EXERCISE TASK - State how many lines of the records below contain the word "referee", treating uppercase and lowercase as different. Give only the number.

-- begin --

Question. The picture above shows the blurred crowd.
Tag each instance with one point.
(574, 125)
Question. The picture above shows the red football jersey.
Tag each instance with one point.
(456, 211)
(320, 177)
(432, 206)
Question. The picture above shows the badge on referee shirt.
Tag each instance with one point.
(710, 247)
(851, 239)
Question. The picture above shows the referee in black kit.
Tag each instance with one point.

-- end --
-- begin --

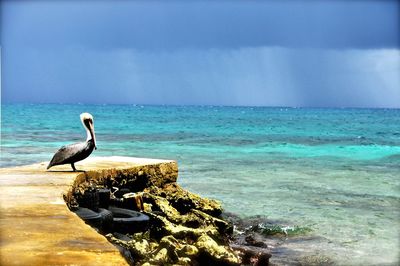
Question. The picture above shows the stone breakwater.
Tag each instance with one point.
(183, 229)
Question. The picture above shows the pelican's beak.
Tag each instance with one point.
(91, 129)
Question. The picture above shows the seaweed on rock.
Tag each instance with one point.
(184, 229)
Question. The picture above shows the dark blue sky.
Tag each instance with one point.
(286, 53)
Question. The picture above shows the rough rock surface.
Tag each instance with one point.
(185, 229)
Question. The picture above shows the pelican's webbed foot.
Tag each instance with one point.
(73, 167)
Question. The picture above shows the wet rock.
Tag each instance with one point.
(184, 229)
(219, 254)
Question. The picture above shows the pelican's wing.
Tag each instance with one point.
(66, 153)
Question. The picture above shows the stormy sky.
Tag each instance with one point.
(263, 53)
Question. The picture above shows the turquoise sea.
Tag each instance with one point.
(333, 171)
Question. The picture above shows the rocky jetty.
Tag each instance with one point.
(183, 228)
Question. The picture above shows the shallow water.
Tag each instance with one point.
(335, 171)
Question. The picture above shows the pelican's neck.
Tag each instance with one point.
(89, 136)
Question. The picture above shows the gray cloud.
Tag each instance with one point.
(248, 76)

-- end --
-- begin --

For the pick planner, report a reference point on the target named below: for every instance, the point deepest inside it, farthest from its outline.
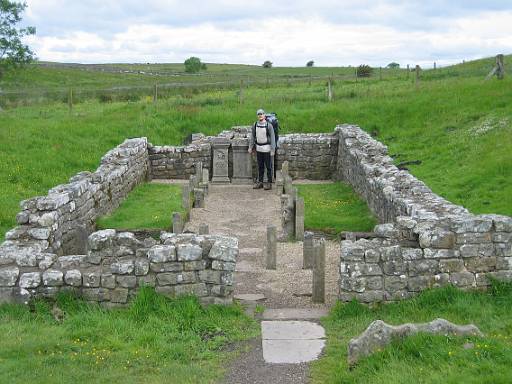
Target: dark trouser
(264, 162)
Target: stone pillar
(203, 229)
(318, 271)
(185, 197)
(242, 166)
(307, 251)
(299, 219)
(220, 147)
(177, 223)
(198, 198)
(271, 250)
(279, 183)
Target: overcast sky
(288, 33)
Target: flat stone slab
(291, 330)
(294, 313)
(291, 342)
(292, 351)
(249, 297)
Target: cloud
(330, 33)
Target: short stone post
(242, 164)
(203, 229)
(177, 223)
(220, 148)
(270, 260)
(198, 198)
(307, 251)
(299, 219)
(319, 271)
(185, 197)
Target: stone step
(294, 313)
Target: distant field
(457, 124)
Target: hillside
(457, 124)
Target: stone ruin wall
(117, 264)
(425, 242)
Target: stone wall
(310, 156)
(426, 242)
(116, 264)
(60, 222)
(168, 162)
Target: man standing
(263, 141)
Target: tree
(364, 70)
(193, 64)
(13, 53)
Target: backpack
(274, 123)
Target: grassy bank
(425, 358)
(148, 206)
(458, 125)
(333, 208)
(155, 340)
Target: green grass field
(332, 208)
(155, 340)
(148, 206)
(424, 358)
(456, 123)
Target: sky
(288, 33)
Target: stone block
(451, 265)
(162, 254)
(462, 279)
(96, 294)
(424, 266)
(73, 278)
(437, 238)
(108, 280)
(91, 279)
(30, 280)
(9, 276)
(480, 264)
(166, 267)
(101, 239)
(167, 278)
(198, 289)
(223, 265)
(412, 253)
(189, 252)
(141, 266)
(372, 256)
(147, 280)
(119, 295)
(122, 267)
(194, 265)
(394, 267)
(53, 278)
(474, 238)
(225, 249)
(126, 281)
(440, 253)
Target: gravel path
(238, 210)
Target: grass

-- end --

COMPLETED EXERCISE - 2